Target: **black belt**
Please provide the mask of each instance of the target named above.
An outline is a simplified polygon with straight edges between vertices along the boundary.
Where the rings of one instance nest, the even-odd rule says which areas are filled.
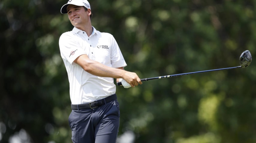
[[[106,104],[117,99],[117,97],[116,96],[116,94],[114,94],[102,99],[90,103],[81,104],[71,104],[71,108],[72,110],[76,110],[90,108],[93,109]]]

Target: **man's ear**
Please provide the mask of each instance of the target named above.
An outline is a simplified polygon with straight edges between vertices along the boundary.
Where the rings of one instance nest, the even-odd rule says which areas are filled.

++++++++

▸ **Required task**
Reproduce the material above verbatim, omitting the pictures.

▸ **Exercise result**
Target: **black belt**
Please provide the mask of each instance of the target named above.
An outline is a simplified polygon with straight edges between vertices along the boundary.
Where the rings of one instance nest, the even-odd rule says which areas are filled.
[[[106,104],[117,99],[117,97],[116,96],[116,94],[114,94],[102,99],[90,103],[81,104],[71,104],[71,108],[72,110],[76,110],[90,108],[93,109]]]

Target: **man's ear**
Please provide the mask of each instance of the target named above.
An outline is a simplified polygon with straight edges between vertices along the boundary.
Where the rings of one instance nest, the even-odd rule says which areas are filled.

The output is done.